§ **RECORDS FOR THE EXERCISE**:

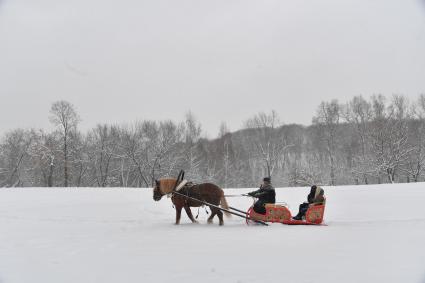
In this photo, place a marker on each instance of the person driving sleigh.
(266, 194)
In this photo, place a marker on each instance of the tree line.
(363, 141)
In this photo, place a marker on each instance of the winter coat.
(266, 194)
(316, 196)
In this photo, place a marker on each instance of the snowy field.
(374, 234)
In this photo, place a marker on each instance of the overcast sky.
(120, 61)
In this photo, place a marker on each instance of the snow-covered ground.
(374, 234)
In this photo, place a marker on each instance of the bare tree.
(327, 119)
(358, 112)
(268, 140)
(390, 135)
(64, 116)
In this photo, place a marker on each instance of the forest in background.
(363, 141)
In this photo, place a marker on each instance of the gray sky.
(119, 61)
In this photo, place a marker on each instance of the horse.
(206, 192)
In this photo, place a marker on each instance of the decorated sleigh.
(276, 213)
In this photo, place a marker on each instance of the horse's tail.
(225, 205)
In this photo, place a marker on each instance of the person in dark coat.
(315, 197)
(266, 194)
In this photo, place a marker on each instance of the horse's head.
(163, 187)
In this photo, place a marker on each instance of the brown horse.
(206, 192)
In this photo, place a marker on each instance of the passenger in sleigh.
(266, 194)
(315, 197)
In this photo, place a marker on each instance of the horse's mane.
(167, 185)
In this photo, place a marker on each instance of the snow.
(374, 234)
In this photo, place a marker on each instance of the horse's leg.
(189, 213)
(213, 213)
(178, 214)
(220, 216)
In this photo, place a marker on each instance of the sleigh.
(276, 213)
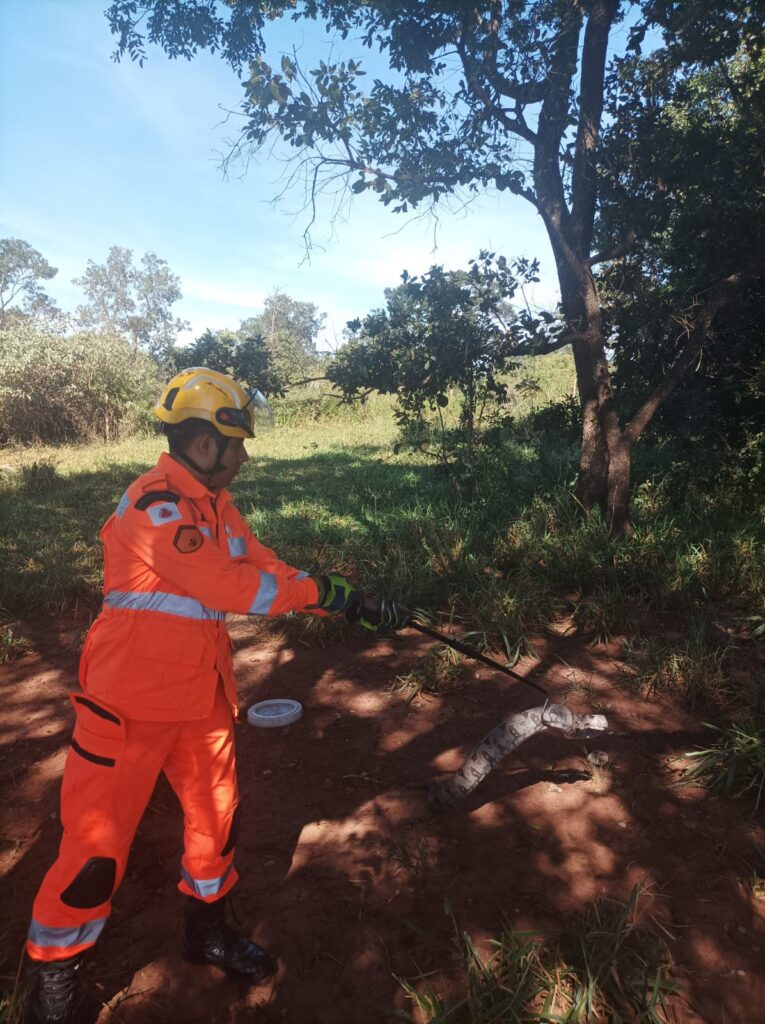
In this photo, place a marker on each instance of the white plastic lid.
(271, 714)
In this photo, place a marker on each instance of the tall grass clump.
(734, 764)
(56, 388)
(604, 967)
(499, 548)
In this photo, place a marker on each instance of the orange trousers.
(111, 771)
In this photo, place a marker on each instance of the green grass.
(603, 967)
(735, 763)
(499, 548)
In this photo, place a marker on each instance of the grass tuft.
(605, 967)
(11, 645)
(735, 763)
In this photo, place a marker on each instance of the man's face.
(234, 458)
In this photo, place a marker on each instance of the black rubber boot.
(208, 939)
(53, 996)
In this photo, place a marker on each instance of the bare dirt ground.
(345, 871)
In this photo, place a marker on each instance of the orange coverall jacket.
(177, 557)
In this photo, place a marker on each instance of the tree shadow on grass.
(339, 853)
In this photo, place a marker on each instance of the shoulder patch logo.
(163, 512)
(187, 539)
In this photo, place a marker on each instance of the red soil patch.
(344, 870)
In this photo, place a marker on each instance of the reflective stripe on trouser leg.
(59, 943)
(102, 802)
(201, 769)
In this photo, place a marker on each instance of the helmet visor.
(257, 412)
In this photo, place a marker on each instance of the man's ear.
(203, 446)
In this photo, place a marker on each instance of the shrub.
(55, 388)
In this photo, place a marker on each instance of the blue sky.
(96, 154)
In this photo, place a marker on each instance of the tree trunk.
(618, 502)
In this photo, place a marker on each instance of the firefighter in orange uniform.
(158, 689)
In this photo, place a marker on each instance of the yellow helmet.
(208, 394)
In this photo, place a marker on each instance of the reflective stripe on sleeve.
(265, 596)
(43, 936)
(237, 547)
(171, 604)
(206, 887)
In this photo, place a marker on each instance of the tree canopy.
(243, 355)
(22, 269)
(289, 329)
(506, 96)
(132, 302)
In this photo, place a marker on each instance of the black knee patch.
(93, 885)
(232, 834)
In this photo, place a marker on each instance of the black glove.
(379, 614)
(335, 593)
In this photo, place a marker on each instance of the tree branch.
(721, 295)
(584, 177)
(492, 109)
(622, 249)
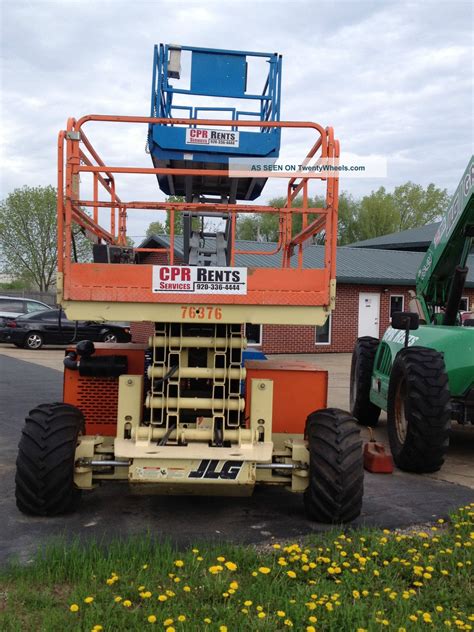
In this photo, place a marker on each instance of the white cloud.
(393, 79)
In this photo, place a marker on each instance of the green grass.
(342, 581)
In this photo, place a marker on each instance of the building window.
(323, 333)
(254, 335)
(396, 303)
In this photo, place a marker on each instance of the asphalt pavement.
(271, 514)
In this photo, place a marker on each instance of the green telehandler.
(422, 371)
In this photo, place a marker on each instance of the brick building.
(373, 280)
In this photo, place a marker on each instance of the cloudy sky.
(393, 78)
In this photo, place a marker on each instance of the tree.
(28, 232)
(178, 217)
(377, 215)
(417, 206)
(155, 228)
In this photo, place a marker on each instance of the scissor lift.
(183, 414)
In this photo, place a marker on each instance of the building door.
(369, 313)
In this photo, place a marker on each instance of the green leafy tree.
(28, 235)
(247, 227)
(417, 206)
(155, 228)
(377, 215)
(28, 232)
(178, 217)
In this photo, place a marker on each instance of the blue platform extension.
(220, 75)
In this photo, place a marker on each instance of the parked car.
(52, 327)
(13, 306)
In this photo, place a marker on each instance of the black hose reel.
(88, 365)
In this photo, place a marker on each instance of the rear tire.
(110, 336)
(336, 472)
(33, 341)
(45, 463)
(419, 410)
(363, 356)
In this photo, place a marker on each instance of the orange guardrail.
(77, 157)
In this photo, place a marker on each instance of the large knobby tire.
(45, 463)
(336, 472)
(419, 410)
(366, 413)
(109, 336)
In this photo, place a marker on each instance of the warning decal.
(199, 280)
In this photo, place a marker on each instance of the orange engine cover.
(97, 397)
(299, 388)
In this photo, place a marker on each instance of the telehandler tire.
(336, 472)
(418, 410)
(45, 463)
(366, 413)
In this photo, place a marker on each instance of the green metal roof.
(414, 239)
(362, 266)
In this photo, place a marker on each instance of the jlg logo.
(208, 469)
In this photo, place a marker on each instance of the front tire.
(33, 341)
(363, 356)
(418, 410)
(336, 472)
(45, 463)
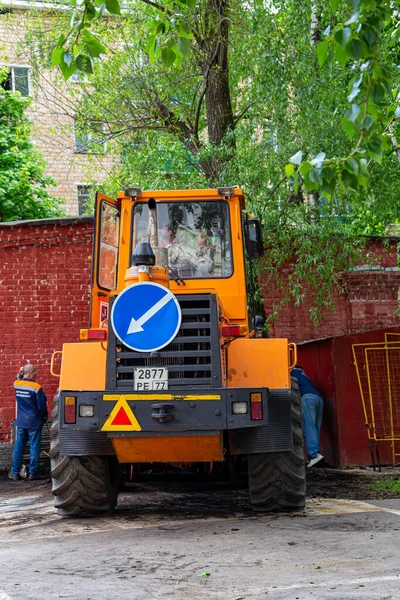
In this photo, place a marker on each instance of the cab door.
(106, 250)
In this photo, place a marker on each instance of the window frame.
(89, 138)
(102, 287)
(192, 201)
(12, 74)
(82, 185)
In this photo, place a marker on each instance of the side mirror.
(253, 238)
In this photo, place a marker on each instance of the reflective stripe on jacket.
(31, 404)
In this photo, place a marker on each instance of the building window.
(89, 141)
(17, 80)
(85, 206)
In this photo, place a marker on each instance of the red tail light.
(256, 407)
(70, 409)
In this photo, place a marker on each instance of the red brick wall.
(45, 274)
(368, 302)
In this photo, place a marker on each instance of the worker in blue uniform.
(31, 416)
(312, 406)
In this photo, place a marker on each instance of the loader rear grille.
(193, 358)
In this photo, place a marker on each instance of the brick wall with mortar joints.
(368, 302)
(52, 112)
(45, 272)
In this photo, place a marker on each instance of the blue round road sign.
(146, 316)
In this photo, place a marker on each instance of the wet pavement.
(192, 540)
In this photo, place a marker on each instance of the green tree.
(300, 109)
(23, 193)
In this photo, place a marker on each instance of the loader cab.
(200, 235)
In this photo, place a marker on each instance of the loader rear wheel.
(84, 486)
(277, 480)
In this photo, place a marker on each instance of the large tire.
(277, 480)
(82, 486)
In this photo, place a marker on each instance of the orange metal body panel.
(169, 449)
(231, 291)
(83, 366)
(258, 362)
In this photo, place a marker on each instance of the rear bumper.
(173, 414)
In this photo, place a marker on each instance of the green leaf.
(354, 17)
(184, 46)
(328, 173)
(184, 31)
(367, 122)
(296, 158)
(67, 70)
(322, 52)
(83, 63)
(67, 58)
(352, 113)
(369, 36)
(289, 170)
(315, 176)
(318, 159)
(374, 149)
(305, 168)
(168, 56)
(61, 41)
(351, 165)
(296, 182)
(354, 49)
(378, 93)
(342, 36)
(90, 11)
(113, 7)
(93, 45)
(57, 56)
(348, 127)
(353, 94)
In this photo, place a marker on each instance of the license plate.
(150, 379)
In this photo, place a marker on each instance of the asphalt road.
(195, 542)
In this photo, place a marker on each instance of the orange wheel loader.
(171, 370)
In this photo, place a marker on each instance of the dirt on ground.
(351, 484)
(192, 495)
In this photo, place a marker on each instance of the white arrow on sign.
(136, 326)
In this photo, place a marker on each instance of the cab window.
(195, 234)
(108, 251)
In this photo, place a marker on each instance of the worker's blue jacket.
(31, 404)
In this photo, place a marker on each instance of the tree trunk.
(219, 111)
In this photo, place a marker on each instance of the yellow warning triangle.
(121, 418)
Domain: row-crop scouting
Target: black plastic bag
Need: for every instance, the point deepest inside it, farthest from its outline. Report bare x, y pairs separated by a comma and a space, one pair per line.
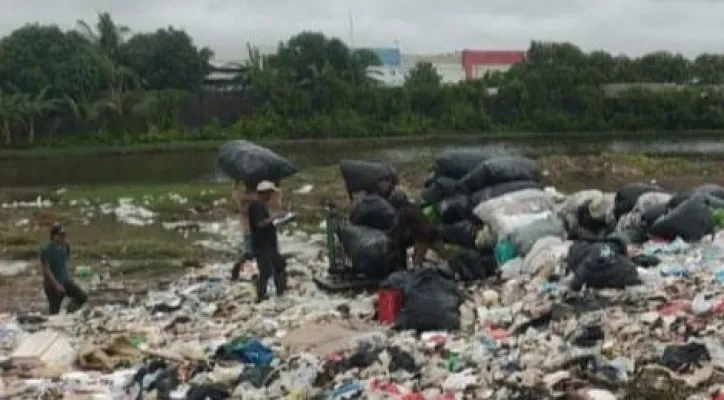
432, 302
367, 249
500, 170
454, 209
501, 189
373, 212
681, 358
461, 233
471, 265
709, 188
598, 265
457, 163
248, 162
690, 220
364, 175
440, 188
627, 196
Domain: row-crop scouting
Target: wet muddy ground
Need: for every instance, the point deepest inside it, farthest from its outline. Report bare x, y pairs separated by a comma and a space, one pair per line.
130, 260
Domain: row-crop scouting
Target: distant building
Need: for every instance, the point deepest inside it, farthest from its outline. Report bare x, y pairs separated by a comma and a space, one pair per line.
477, 63
390, 71
448, 65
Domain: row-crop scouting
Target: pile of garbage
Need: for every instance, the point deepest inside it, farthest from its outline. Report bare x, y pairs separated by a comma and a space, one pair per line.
590, 295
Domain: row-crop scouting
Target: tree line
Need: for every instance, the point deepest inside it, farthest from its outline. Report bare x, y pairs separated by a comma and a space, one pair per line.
101, 83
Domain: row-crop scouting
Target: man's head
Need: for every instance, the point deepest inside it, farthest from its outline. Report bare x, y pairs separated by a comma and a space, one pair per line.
58, 233
384, 185
266, 190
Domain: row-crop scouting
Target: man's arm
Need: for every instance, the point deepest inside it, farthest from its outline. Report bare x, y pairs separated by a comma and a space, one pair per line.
257, 215
47, 273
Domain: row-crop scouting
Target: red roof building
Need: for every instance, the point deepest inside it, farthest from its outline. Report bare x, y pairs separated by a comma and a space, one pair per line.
477, 63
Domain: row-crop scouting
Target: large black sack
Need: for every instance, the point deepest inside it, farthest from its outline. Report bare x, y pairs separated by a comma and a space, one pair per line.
690, 220
461, 233
432, 302
708, 188
439, 188
454, 209
599, 265
501, 189
373, 211
367, 248
471, 265
627, 196
248, 162
500, 170
364, 175
457, 163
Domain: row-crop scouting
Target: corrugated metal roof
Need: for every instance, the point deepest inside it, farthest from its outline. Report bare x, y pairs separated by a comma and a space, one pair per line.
388, 56
495, 57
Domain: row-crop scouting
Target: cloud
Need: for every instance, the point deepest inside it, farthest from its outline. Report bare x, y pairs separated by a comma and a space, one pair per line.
618, 26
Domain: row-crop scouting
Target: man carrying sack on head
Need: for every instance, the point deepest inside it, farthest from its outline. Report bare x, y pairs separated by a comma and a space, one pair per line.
57, 282
264, 240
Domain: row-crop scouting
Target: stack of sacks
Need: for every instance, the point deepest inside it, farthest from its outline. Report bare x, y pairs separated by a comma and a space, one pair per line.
365, 239
464, 179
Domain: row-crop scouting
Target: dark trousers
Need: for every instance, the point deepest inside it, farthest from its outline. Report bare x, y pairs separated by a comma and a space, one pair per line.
55, 298
271, 265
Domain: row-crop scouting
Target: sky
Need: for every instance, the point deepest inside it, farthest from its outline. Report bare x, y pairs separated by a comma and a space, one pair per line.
633, 27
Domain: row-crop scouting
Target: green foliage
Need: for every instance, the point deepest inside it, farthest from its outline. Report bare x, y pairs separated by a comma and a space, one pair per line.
103, 84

§ **STATED GOAL**: Select every line of the listing above that contains the word "building", treating case as significant.

§ **COMPLETE ANSWER**:
In this photo, place a marker on each instance of the building window.
In this photo, place a marker on each instance of the brick building.
In this photo, place a marker on each instance of the building door.
In this photo, place a marker on each instance of the building window.
Target: distant building
Target: red roof building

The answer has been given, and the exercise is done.